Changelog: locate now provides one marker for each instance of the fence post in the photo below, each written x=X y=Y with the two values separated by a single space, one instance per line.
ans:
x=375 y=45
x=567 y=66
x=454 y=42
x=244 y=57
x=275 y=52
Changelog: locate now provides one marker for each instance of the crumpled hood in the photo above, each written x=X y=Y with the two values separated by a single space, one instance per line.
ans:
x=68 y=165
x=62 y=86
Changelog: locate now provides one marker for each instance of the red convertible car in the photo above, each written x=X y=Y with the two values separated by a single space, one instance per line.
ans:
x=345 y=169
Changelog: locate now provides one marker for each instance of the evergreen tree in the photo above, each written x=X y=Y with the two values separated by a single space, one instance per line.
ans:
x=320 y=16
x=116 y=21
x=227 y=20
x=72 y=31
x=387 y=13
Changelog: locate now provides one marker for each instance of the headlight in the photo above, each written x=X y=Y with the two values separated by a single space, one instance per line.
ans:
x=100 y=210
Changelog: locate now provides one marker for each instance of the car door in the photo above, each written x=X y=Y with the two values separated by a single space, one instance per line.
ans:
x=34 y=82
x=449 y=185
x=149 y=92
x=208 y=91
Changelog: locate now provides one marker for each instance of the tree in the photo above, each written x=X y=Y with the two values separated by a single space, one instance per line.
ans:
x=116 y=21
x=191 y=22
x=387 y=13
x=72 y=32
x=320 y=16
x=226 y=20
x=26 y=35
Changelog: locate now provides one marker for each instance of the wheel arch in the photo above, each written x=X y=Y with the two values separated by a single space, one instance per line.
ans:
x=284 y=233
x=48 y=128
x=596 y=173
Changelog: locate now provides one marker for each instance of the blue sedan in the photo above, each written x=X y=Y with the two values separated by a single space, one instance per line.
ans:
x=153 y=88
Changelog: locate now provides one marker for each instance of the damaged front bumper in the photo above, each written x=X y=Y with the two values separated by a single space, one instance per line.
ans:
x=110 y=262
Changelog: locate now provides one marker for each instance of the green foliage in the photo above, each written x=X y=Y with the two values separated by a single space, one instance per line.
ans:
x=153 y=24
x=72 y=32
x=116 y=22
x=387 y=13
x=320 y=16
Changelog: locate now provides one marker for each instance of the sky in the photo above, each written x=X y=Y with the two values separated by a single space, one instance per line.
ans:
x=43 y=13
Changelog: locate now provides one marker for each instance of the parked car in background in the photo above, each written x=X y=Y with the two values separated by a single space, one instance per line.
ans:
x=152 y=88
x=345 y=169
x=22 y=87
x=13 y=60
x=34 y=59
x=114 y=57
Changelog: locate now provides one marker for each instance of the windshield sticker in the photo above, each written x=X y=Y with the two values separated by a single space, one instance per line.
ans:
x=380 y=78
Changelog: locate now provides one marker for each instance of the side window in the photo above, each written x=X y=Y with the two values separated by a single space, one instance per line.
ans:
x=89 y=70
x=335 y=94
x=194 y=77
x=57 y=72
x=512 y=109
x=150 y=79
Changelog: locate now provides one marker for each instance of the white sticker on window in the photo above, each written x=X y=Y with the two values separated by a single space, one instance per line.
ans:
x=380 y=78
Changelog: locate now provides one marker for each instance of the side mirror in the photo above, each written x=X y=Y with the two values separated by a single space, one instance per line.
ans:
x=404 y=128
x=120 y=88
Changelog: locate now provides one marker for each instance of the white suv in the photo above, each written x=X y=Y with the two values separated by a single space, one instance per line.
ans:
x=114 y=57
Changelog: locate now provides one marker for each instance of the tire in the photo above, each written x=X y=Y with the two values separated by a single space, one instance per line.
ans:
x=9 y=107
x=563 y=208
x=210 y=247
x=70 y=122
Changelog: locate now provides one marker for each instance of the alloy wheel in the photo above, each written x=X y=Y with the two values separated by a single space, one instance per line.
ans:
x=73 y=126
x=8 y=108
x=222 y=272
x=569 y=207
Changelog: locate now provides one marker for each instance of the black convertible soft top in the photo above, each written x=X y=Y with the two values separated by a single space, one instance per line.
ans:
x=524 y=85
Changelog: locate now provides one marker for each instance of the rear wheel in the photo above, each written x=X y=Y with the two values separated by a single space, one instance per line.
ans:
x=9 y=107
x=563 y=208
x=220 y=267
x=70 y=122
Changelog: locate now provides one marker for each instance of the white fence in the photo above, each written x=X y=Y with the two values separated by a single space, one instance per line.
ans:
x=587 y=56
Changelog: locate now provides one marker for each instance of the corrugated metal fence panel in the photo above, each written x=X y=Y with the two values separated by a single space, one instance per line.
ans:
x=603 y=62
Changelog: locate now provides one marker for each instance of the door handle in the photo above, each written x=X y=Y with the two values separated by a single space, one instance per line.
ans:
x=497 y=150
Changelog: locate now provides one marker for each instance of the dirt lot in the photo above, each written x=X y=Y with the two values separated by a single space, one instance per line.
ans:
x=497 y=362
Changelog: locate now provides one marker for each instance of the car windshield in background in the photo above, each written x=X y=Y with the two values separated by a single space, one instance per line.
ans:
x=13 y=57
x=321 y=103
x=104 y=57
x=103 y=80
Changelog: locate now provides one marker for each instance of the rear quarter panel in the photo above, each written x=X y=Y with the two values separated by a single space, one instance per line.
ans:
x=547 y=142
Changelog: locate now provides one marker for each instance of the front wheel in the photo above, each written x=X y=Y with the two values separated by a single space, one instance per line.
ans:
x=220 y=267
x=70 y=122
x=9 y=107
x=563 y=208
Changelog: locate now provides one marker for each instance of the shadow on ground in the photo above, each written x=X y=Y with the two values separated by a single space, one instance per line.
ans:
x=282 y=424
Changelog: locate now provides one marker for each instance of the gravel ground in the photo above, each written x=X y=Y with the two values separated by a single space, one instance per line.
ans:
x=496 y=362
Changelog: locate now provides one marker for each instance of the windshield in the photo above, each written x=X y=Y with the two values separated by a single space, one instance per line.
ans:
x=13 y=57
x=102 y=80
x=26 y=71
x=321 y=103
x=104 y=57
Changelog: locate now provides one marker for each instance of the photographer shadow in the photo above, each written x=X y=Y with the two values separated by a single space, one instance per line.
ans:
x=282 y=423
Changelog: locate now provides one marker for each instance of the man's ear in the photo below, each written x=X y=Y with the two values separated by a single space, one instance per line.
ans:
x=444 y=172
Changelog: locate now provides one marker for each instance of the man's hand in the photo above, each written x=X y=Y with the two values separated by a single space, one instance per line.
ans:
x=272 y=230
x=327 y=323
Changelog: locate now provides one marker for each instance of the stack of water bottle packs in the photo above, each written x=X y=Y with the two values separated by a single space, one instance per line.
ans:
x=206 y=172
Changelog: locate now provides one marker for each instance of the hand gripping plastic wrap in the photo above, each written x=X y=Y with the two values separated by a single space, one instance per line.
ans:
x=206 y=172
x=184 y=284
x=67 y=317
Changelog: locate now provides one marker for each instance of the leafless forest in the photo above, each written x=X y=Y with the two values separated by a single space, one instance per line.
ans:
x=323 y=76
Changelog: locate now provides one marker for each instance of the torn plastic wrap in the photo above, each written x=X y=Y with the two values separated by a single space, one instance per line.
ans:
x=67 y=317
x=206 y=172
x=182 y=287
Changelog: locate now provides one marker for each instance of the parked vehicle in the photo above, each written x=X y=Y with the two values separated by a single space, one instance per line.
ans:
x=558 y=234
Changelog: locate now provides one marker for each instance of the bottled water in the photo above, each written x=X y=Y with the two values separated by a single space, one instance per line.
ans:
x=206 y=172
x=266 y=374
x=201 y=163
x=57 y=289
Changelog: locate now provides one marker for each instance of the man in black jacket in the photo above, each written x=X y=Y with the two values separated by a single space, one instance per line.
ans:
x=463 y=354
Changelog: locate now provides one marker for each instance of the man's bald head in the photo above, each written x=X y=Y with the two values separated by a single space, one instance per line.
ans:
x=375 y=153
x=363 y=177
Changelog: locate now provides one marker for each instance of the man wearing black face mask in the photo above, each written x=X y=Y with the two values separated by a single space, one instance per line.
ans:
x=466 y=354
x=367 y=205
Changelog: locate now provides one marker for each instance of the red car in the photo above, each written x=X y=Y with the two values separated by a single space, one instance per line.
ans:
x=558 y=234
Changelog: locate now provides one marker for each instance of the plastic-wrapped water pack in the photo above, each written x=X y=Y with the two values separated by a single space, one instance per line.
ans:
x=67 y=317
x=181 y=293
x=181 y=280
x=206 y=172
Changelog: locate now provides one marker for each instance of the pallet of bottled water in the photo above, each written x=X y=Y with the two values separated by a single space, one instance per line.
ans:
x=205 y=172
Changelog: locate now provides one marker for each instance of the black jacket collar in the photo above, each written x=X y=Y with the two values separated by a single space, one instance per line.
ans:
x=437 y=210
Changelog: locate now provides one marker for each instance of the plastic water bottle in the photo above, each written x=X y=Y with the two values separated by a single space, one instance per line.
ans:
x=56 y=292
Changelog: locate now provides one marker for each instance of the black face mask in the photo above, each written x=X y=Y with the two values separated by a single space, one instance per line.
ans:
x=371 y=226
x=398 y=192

## [EXERCISE TASK]
Please rescale the entries from the line containing "the windshield in" through the line containing "x=182 y=287", with both of those lines included. Reproduce only those lines, leaving the requests unchanged, and multiply every coordinate in the answers by 0.85, rounding to whole numbers with halves going up.

## [TASK OUTPUT]
Changelog: locate now provides one marker for each instance of the windshield in the photo above, each written x=X y=Y with the two values separated by a single space, one instance per line.
ans:
x=11 y=48
x=87 y=68
x=22 y=60
x=273 y=88
x=88 y=48
Changelog: locate now provides one marker for each instance of the photographer shadow in the photo above, each written x=X y=Y with the two values separated by a single space, one instance per line.
ans:
x=240 y=360
Changelog: locate now provides one marker for each instance of the man's ear in the photo below, each written x=X y=Y with the two values separated by a single space, one instance per line.
ans:
x=377 y=146
Changelog: locate now provides one marker for each instance of the man's hand in the photo above, each written x=X y=Y with the two values separated by a single space, one instance per line.
ans:
x=231 y=196
x=278 y=275
Changelog: locate now provides one marker for each instance of the stack of water bottle packs in the photo above, each written x=X y=Y with the two values separated by a single space, one instance per line.
ans:
x=175 y=146
Changelog: locate now provides one marker for each instance of the hand gripping plastic wrap in the photo above, each written x=X y=Y with the two values separated by a single space, one instance per line.
ans:
x=175 y=146
x=156 y=241
x=57 y=269
Changelog: locate now provides one marker for each instance of the leafless forest in the photo above, each written x=X y=Y with the two values separated by a single space, one instance per line.
ans:
x=275 y=65
Changelog: locate now provides one marker for each instance of the torn plastic wrap in the photo above, each written x=X y=Y with the two values separated by a single space, one instance per line.
ans:
x=57 y=269
x=175 y=146
x=155 y=244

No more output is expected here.